> [Görev Yönergesi]
Sunulan metinde "ACININ ADI YOK" sözleriyle başlayıp "kızdırıp ortaya koyuyorlar." sözlerine kadar süren bölümü, "temcit pilavı" ifadesini "ısıtılmış yemek" ile değiştirerek yeniden yazın.

--- Sunulan Metin ---

ACININ ADI YOK

“Ermeni Soykırımı” iddiasını ne zaman duysam; “bitmez tükenmez bir dert, ömür diyorlar buna,” şarkısını anımsarım.

Yıllardır toplumumuzun tepesinde demokles’in kılıcı gibi bir “Ermeni Soykırımı” iddiası sallanmaktadır; hatta öyle anlar geliyor ki, bunu bir koz olarak kullanmak isteyenlerin yanı sıra iç ve dış politikalarına da malzeme yapmak isteyenler, arada sırada aba altından sopa göstermek gibi davranışlara da girmektedirler.

Ermeni Diasporası, varlığını sürdürebilmek için 1915 yılında yaşanılan acıları, her fırsatta kaşıyarak, kanatmaktadır; bu tür davranışları ortaya koyanların başında da Fransa’nın geldiğini rahatlıkla söyleyebilirim.

Batı, Türk Kurtuluş Savaşı’nda bükemediği bileği öpeceği yerde sözde bir “Ermeni Soykırımı” icat ederek, işlerine geldikçe temcit pilavı gibi kızdırıp kızdırıp ortaya koyuyorlar.

--- Veri Listesi ---

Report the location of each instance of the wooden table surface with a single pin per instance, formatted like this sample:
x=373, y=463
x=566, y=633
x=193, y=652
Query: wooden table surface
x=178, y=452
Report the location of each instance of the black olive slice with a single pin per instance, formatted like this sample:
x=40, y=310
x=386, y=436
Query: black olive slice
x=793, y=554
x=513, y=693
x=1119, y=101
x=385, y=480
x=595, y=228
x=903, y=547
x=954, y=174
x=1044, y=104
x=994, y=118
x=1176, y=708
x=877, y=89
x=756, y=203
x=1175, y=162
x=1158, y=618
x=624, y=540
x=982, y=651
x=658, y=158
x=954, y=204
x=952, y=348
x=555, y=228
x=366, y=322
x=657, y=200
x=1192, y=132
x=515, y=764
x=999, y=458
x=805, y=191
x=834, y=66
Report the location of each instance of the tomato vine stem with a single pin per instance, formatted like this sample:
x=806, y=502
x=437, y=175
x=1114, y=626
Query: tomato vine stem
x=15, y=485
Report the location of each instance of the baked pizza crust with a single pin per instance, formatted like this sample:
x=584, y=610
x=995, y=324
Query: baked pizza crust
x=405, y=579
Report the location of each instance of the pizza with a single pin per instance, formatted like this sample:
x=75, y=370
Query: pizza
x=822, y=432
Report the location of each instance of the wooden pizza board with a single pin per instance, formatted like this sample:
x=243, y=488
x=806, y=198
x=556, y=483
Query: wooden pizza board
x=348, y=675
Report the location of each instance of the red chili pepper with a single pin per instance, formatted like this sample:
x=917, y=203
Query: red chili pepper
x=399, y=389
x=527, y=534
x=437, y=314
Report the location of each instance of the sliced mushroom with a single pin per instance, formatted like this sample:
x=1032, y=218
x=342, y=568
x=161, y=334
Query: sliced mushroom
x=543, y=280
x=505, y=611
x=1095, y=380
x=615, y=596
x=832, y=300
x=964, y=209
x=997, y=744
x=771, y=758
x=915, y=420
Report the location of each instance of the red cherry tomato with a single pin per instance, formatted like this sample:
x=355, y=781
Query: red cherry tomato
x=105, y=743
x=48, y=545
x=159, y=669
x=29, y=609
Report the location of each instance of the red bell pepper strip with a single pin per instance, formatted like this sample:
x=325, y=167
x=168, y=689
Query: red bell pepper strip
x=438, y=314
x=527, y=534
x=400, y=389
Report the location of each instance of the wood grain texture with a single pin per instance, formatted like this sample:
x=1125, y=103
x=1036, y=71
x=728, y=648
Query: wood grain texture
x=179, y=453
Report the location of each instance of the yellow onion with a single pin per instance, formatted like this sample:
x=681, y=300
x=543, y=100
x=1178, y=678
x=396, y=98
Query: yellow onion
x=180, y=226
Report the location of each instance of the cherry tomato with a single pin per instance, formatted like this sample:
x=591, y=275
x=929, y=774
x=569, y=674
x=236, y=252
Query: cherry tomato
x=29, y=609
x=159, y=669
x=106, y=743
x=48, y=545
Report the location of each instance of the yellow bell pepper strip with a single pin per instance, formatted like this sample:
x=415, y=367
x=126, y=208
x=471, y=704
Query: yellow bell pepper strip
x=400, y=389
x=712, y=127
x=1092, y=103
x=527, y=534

---

> [Alıştırma Sonucu]
ACININ ADI YOK

“Ermeni Soykırımı” iddiasını ne zaman duysam; “bitmez tükenmez bir dert, ömür diyorlar buna,” şarkısını anımsarım.

Yıllardır toplumumuzun tepesinde demokles’in kılıcı gibi bir “Ermeni Soykırımı” iddiası sallanmaktadır; hatta öyle anlar geliyor ki, bunu bir koz olarak kullanmak isteyenlerin yanı sıra iç ve dış politikalarına da malzeme yapmak isteyenler, arada sırada aba altından sopa göstermek gibi davranışlara da girmektedirler.

Ermeni Diasporası, varlığını sürdürebilmek için 1915 yılında yaşanılan acıları, her fırsatta kaşıyarak, kanatmaktadır; bu tür davranışları ortaya koyanların başında da Fransa’nın geldiğini rahatlıkla söyleyebilirim.

Batı, Türk Kurtuluş Savaşı’nda bükemediği bileği öpeceği yerde sözde bir “Ermeni Soykırımı” icat ederek, işlerine geldikçe ısıtılmış yemek gibi kızdırıp kızdırıp ortaya koyuyorlar.